▼

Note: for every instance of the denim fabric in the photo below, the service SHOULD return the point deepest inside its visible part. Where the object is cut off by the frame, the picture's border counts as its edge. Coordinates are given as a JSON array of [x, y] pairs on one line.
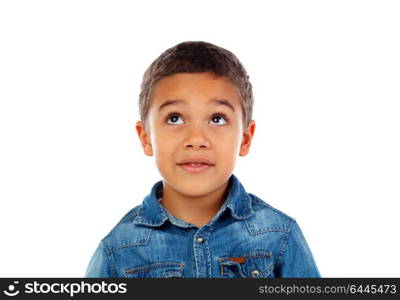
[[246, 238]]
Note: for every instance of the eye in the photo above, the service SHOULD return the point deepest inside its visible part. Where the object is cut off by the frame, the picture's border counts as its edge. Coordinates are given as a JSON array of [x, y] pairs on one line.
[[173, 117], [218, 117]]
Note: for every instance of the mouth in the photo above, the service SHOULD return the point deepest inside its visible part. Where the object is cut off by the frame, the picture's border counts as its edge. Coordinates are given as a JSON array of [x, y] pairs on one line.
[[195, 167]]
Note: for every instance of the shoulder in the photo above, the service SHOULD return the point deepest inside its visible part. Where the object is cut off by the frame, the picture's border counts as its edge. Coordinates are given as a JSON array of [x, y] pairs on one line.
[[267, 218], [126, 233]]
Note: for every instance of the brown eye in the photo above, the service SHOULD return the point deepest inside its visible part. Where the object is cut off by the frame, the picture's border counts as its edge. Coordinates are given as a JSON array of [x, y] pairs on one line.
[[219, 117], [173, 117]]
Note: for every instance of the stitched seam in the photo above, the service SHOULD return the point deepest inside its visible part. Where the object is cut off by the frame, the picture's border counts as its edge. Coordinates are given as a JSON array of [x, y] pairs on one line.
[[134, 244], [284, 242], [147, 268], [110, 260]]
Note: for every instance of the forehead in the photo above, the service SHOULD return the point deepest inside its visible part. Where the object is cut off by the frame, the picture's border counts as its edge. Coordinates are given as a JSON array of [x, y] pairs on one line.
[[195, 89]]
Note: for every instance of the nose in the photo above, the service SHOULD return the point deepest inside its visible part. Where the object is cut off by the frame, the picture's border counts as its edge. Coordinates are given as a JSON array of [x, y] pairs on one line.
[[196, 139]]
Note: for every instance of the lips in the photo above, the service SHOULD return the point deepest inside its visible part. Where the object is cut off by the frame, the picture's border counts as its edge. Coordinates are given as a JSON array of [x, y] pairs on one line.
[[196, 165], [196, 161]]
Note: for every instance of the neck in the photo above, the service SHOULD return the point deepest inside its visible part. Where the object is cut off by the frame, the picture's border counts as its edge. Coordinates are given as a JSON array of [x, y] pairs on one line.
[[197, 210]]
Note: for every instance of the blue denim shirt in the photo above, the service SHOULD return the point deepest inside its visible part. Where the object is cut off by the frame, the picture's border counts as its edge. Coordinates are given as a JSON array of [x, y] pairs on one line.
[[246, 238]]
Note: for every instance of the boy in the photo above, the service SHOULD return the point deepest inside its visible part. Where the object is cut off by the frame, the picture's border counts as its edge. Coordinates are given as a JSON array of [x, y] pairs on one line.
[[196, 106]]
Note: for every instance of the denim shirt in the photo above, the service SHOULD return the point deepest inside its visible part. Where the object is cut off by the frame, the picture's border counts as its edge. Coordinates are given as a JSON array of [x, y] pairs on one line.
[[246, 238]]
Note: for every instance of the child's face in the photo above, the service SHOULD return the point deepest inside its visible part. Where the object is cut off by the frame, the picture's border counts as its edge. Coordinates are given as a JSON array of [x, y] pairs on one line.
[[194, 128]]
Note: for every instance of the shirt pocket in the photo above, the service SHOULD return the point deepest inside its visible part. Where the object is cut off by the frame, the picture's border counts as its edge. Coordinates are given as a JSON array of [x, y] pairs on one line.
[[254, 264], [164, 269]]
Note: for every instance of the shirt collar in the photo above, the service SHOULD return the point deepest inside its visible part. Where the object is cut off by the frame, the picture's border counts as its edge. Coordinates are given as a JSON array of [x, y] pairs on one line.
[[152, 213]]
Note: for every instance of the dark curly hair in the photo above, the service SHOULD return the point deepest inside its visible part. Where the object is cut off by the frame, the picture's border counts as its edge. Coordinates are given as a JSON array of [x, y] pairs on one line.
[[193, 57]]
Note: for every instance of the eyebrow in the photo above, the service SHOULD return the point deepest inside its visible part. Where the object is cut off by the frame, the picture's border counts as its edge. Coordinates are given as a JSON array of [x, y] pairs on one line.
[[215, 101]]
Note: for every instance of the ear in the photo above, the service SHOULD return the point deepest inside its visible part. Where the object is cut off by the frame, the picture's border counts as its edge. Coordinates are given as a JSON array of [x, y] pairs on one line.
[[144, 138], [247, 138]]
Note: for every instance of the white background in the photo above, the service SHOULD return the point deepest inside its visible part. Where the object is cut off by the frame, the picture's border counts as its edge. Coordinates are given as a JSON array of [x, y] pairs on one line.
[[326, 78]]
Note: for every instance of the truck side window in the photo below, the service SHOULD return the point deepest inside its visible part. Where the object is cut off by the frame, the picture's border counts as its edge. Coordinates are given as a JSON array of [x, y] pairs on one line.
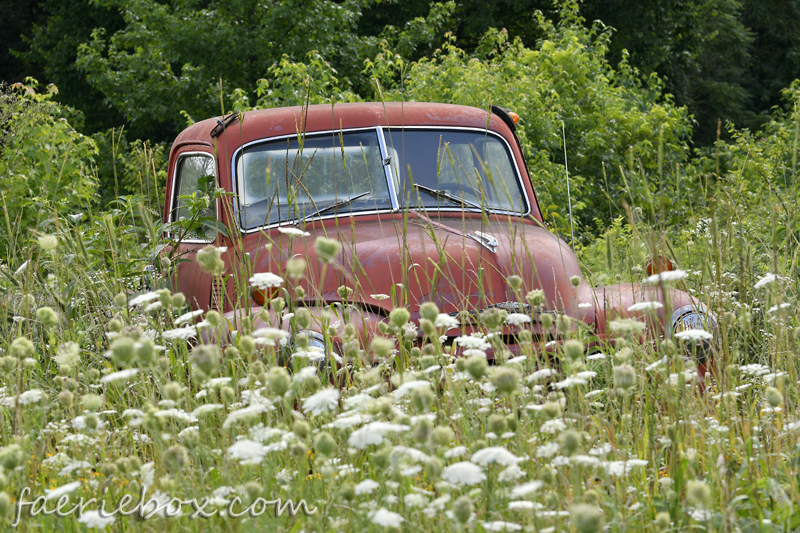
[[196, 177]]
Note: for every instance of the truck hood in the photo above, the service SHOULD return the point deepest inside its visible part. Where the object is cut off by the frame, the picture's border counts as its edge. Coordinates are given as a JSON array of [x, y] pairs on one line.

▲

Copy out all of the lines above verbatim, from the first to the last, and leave the pictures out of your copy.

Note: for every instance of the denim fabric in the photo below, the service SHOULD return the point deepest inside its visible part. Where the object is cut off by the frame, the picture's border counts as its edge. Coordinates are given as a JSON array of [x, y] pairs on one line.
[[246, 238]]
Note: for every instance of the eye in the photo above, the service SHOULD return the point deepest inside its visible part. Where the object is cut off by the frame, the picture's border counts as its edge. Coordinates are given as a JSON array of [x, y] pairs on one line.
[[173, 117], [218, 117]]
Note: for every instance of the mouth in the photo above, the service SHOULD return the point deepest inside its visible part. Where the object is cut off by the frame, the picture's border counts as its edge. Coordinates are given as a JSON array of [x, y] pairs on one line.
[[195, 167]]
Note: for every instance of the shoulder in the photo above, the service SHOULD return the point deepest inside its visible part. Where the object is cut off by the frame, the picture's border counts as its edge. Coordinates are given as a JSON array of [x, y] pairs on one line.
[[267, 218], [126, 233]]
Note: for every instance of the brown eye in the photo above, the service SHOULD return the point deepest inside its visible part. Where the object is cut off by the frame, the picture's border counts as its edge. Coordinates are given as a JSON array of [x, y] pairs on one line.
[[219, 117], [173, 117]]
Note: for every instance of the stitched seam in the photo above, the service SHOULD return the point deepest inside its visible part. Where the object is cut off by the frame, the picture's border counts as its edge. Coordinates are given as a JSON array of [x, y] pairs on one line.
[[134, 244], [284, 242], [147, 268], [110, 260]]
Note: for every instance of the forehead in the photo above, the service SHOULD return the point deepest inside its visible part. Where the object is cut off by the frame, the picture's border counts as its edge. Coordinates are given as a JSON array of [x, y] pairs on one line.
[[195, 89]]
Note: for every instance of the nose in the photo above, the service SHOULD return the point deepest inside its visible part. Where the object is cut off by the frame, the picture's border counts as its edge. Coordinates are given as a JSON array of [x, y] pairs on one line.
[[196, 139]]
Note: for every instance of the lips in the photo above, the service SHOULD return the point deepest inside its visible part. Where the object is cut off by the frame, the picture's border counts as its edge. Coordinates are given as a JSON array of [x, y] pairs on one line.
[[196, 165], [196, 161]]
Note: for every instance of the neck in the photo above, the service SHOULD return the point deepest inside its visible part. Where the object is cut off by the frame, the picture's border counts as its edge. Coordinates are given as a JSON array of [x, y] pairs on one line.
[[197, 210]]
Note: for every instance of the blue denim shirt in the photo above, the service SHOULD return the point deepest inside its visible part. Where the object is cut off by the frame, the picture's border counts as its edge. Coordinates are given as a JSON array of [x, y] pairs on one line.
[[246, 238]]
Note: for every instance of the boy in the photo above, the service SHOULD return the point deepest inside its visible part. Where the object is cut off by the frame, the picture's border counts as its edge. Coordinates are given as a JSON array of [x, y] pairs on one line.
[[196, 106]]
Note: for every instance of the denim shirt in the photo above, the service SHOULD return the point deepest inside its visible part. Where the object is cut off by the frame, the picture's border counts as its edge. Coordinates are given as a JSON array of [x, y] pairs on one line.
[[246, 238]]
Note: for every instance of the child's face in the photo above, the service SHOULD return the point deepest inside its visible part. Where the object is cut off by the frame, the picture's border counts as its edge. Coordinates are given as a JSON array of [x, y] pairs on one line.
[[194, 128]]
Note: for every instance of the shirt pocket in the photo above, the service SHOULD return the point deepest inside its visible part. Where the object is cut off by the frame, the picture's border counts as its edge. Coordinates are given as a JSON array of [x, y] pairs on one line.
[[254, 264], [164, 269]]
Note: for every instance of the shirt collar in the photo above, the service SHOULD return the point deepest inside its visible part. Where the object is cut off by the frame, the picture's border counts as its edge. Coordinates are given as a JSON array of [x, y] pairs on one line.
[[152, 213]]
Note: for every instance of the dark curly hair in the photo above, the service SHOULD return the point deepest inside its visible part. Where the object is cut off by the frame, the picture's border counts as its edge. Coordinates are given as a JSON array of [x, y] pairs on one line.
[[193, 57]]
Note: for every instance of the eyebrow in the photo above, the service SHOULD return the point deepest inside its visible part. Where the object is cut off by the frame, the picture's border counts as its edge. Coordinates are given as a JSON array of [x, y] pairs on one line.
[[215, 101]]
Note: for every instance of the ear in the photo above, the service SHOULD return the point deepest inside its visible part. Where the object is cut off by the frame, the picture's border counts as its edge. Coordinates are given as a JSON array of [x, y] pairs on one line.
[[144, 138], [247, 138]]
Note: for every instance of the white background in the photo above, the service SHOULD return the point deepest inside its visible part. Where the object is cut off by the frame, the picture's border counts as its edge. Coordinates are given as a JSON array of [x, y] pairs on one line.
[[326, 78]]
Note: for every instance of the truck side window in the photo below, the service SHOULD return the point deepest inside its visible part. Where the object is cut off by the frame, the picture's border counts as its edge. Coordinates are given as a JSON array of [x, y] pairs on one line.
[[196, 177]]
Note: for every instance of the truck hood in the photo above, the service SHOULD return the point deepest inside its visible part. Where the object is cut off by the frame, the picture's border counts as its edge. Coordinates are given as a JSON array of [x, y] pairs on one line.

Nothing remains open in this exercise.